### [Directions for this task]
Copy all the records word for word, apart from any pictures.

Segment Open

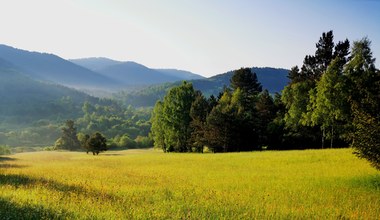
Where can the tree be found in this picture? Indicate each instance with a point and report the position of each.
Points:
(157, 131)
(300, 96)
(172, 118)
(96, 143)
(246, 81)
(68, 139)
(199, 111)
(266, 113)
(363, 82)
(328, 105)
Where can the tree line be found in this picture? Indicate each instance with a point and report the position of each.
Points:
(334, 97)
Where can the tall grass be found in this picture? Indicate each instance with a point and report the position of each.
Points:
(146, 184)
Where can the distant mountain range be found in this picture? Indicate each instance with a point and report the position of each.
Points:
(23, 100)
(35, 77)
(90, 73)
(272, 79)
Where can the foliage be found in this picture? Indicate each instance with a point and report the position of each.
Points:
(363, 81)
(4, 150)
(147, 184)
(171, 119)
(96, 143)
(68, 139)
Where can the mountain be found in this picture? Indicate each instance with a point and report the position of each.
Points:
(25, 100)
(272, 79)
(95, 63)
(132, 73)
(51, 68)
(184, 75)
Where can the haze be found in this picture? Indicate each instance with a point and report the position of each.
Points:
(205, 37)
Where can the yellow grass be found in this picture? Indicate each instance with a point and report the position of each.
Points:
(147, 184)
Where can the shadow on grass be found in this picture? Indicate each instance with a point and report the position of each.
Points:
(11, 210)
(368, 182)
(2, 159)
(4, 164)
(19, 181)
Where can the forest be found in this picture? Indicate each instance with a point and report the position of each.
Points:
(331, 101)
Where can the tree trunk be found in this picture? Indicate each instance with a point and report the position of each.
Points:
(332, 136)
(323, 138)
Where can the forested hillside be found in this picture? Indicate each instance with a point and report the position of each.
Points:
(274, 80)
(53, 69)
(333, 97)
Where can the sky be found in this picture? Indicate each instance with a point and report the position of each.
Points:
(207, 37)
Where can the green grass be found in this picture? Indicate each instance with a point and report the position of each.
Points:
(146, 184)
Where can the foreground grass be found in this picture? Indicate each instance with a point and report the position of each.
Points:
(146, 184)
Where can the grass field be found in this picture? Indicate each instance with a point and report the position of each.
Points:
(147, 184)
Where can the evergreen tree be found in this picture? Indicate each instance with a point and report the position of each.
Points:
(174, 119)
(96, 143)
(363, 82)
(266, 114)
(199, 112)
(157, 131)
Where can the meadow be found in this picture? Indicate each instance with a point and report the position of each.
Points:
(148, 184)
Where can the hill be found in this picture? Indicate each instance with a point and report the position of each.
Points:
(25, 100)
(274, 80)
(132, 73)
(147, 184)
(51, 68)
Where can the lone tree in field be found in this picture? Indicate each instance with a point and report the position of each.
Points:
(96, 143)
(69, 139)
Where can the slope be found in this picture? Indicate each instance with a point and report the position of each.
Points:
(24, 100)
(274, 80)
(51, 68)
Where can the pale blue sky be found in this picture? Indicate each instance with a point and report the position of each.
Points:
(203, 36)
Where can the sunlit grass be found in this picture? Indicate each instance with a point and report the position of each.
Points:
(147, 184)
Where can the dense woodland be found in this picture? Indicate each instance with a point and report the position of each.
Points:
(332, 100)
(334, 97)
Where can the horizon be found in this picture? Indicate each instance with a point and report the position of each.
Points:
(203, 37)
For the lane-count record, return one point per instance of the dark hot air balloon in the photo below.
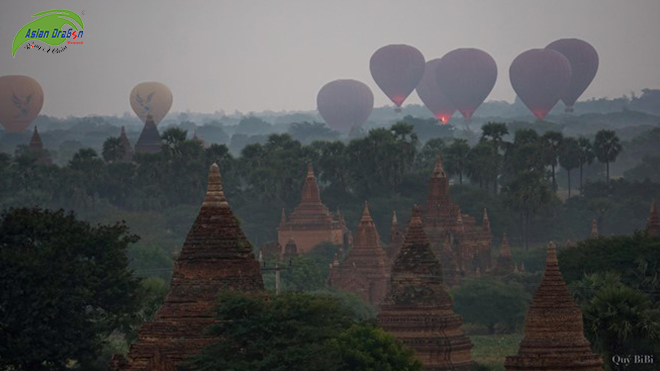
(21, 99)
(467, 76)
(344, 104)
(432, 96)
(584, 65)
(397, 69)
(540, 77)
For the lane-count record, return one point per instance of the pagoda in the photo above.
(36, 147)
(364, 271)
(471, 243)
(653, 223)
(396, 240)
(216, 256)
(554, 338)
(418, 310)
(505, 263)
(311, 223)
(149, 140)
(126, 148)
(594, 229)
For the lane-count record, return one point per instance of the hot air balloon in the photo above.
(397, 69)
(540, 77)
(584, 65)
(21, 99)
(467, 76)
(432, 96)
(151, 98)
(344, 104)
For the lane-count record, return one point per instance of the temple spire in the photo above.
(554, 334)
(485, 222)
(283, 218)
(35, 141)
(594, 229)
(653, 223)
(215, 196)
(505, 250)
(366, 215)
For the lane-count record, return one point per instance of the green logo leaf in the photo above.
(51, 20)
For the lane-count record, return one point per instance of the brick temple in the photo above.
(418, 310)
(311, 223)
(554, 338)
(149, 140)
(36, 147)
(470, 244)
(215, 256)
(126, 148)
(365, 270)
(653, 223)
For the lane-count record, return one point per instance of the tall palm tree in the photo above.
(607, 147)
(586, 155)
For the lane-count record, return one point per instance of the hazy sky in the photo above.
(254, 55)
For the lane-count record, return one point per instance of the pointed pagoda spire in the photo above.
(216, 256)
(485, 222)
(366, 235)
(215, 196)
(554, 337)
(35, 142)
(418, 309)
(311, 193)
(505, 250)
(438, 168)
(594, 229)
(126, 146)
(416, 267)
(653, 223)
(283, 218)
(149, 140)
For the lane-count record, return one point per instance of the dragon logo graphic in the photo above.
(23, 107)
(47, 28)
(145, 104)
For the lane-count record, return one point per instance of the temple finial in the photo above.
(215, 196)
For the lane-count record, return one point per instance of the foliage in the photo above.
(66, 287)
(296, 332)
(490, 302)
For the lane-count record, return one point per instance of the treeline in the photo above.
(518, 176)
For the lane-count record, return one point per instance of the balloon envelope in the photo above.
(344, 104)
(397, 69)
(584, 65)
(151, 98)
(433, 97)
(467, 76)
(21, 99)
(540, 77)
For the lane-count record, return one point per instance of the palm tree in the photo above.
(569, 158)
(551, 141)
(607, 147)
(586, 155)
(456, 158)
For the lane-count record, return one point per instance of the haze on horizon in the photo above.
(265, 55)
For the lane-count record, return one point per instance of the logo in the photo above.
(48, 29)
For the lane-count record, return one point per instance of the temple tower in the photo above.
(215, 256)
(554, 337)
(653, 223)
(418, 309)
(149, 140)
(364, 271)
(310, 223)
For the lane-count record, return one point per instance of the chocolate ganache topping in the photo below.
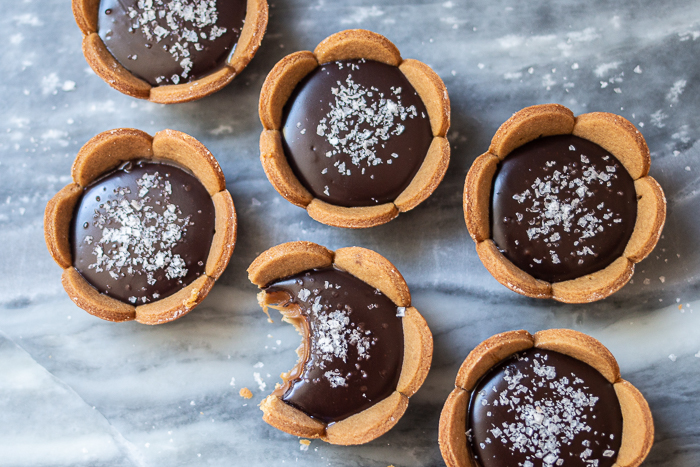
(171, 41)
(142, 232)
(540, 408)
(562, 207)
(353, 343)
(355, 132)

Segment Closed

### [Your solution]
Where can the tree be found in this picture? Indicate each instance with a point and report the position of each.
Points:
(157, 131)
(300, 96)
(172, 118)
(96, 143)
(246, 81)
(68, 139)
(199, 111)
(266, 113)
(363, 82)
(328, 105)
Where can the tree line be found in this picture? Indicate each instance with a point and report the position of each.
Points:
(334, 97)
Where can the tall grass be found in this picture? Indicate each instance with a point and report the position of each.
Points:
(146, 184)
Where can the distant mountain range be found in this picture? Indicate each instance with a point and report the position of each.
Points:
(23, 100)
(35, 77)
(90, 73)
(272, 79)
Where can the foliage be found in this picture? Indicate each instance with a point and report the position of each.
Points:
(363, 81)
(4, 150)
(147, 184)
(171, 119)
(96, 143)
(68, 139)
Where can the mountain be found in this picture? Indicate each instance with a point and report the position of each.
Points:
(25, 100)
(272, 79)
(95, 63)
(132, 73)
(51, 68)
(184, 75)
Where can the haze be found in this picture? Indicate each instance with a point and report the position of each.
Points:
(205, 37)
Where can the yellow grass be found in this picture? Indicate each instance with a point and report the position of each.
Points:
(147, 184)
Where can the shadow on grass be found in this picture? Indicate each instance with a point and report the position of each.
Points:
(11, 210)
(368, 182)
(2, 159)
(4, 164)
(19, 181)
Where can the forest be found in this picture? Indicate each instance with a point and report the position of each.
Points:
(331, 101)
Where can the tree trunk be found in this picture? Indicate each instance with a point and report the position of each.
Points:
(332, 136)
(323, 138)
Where can the forested hillside be found in this picture? Indicate each instance with a point and report the position of each.
Points:
(274, 80)
(53, 69)
(333, 97)
Where can the sky be found in this picture? Indicate each instance with a point and report the position of each.
Points:
(207, 37)
Where can the green grass be found in this picture? Indicate each instance with a point and report the position of each.
Points:
(146, 184)
Where can the foreground grass be found in this picture? Indicate each instance with a point and report the position of each.
Points:
(146, 184)
Where can the grass field be found in this picture? Indicate each instance with a point and report the position of each.
Points:
(147, 184)
Where can the evergreen tree be found in this picture? Indicate each instance with a point and report the position of each.
Points:
(174, 119)
(96, 143)
(363, 82)
(266, 114)
(199, 112)
(157, 131)
Where can the meadow be found in this picture? Indicate each instance with a point and report the position of each.
Points:
(148, 184)
Where can the hill be found in this picture? Indicate each instance with a point and report the position of each.
Points:
(25, 100)
(274, 80)
(132, 73)
(147, 184)
(51, 68)
Where can the lone tree in field be found in this picture? Indicate each instance with a point and report the position of each.
Points:
(96, 143)
(69, 139)
Where can the slope be found in this picture? Indicate each instance with a point and report the position of each.
Points:
(24, 100)
(274, 80)
(51, 68)
Where can the pale blue sky be found in this picture? Indicate each instance with a point and report the position of each.
Points:
(203, 36)
Where can the sunlit grass be found in this picture? Indicate each instance with a point and report the position of each.
Points:
(147, 184)
Where can the dense woodland be found in this picture? Indicate each instance with a point and report the position of each.
Points:
(332, 100)
(334, 97)
Where can the horizon be found in this picture? Indicate each instance with a point and report the position of each.
Points:
(203, 37)
For the lane-count record, return one point per instance of the dark hot air balloon in the photo below.
(21, 99)
(467, 76)
(344, 104)
(432, 96)
(584, 65)
(397, 69)
(540, 77)
For the lane-count record, return one point per instance of the pagoda in the photo above.
(36, 147)
(364, 271)
(471, 243)
(653, 223)
(396, 240)
(216, 256)
(554, 338)
(418, 310)
(505, 263)
(311, 223)
(149, 140)
(126, 148)
(594, 229)
For the lane-count record, return one point per instance of the hot air balloon in the photo above.
(397, 69)
(540, 77)
(584, 65)
(21, 99)
(467, 76)
(432, 96)
(151, 98)
(344, 104)
For the lane-count record, return one point per instance of the temple spire in the photo above.
(554, 334)
(485, 222)
(283, 218)
(35, 141)
(594, 229)
(653, 223)
(215, 196)
(505, 250)
(366, 215)
For the lane-count record, return one point per instance of the green logo leaf in the photo above.
(51, 20)
For the lane-count record, return one point per instance of the brick temple in the photo above.
(418, 310)
(311, 223)
(554, 338)
(149, 140)
(36, 147)
(470, 244)
(215, 256)
(126, 148)
(365, 270)
(653, 223)
For the lane-count record, return one point per instance of the tall palm tree in the photo above.
(607, 147)
(586, 155)
For the lane-count record, return one point per instance of the hazy sky in the photo above.
(254, 55)
For the lane-count record, return one point per instance of the pointed pagoda spire in the photo above.
(216, 256)
(485, 222)
(366, 235)
(215, 196)
(554, 337)
(35, 142)
(418, 309)
(311, 193)
(505, 250)
(438, 168)
(594, 229)
(126, 146)
(416, 267)
(653, 223)
(283, 218)
(149, 140)
For the lane-count record, return one point per instance of the dragon logo graphic in the photo above.
(23, 107)
(47, 28)
(145, 104)
For the lane-count record, return one point per instance of the temple finial in the photo above.
(215, 196)
For the lane-count record, return one point per instance of the foliage in the photo above.
(66, 287)
(296, 332)
(490, 302)
For the lane-count record, return one point per instance of the treeline in the photo above.
(518, 176)
For the lane-count record, return one point per instance of the balloon envelope in the photo above.
(344, 104)
(397, 69)
(584, 65)
(151, 98)
(433, 97)
(467, 76)
(21, 99)
(540, 77)
For the lane-count record, return one point per instance of the palm tree in the photo above.
(569, 158)
(551, 141)
(607, 147)
(586, 155)
(456, 158)
For the lane-count record, return one point per instance of the haze on horizon in the photo above.
(265, 55)
For the lane-count record, return one point per instance of the logo in the photo above.
(48, 29)
For the lane-count record, return one point per instance of the temple tower in the photo above.
(215, 256)
(554, 337)
(653, 223)
(418, 309)
(149, 140)
(364, 271)
(310, 223)
For the lane-count record, return one point per instance of the chocolate ganache topping in the photo below.
(171, 41)
(142, 232)
(540, 408)
(562, 207)
(353, 343)
(355, 132)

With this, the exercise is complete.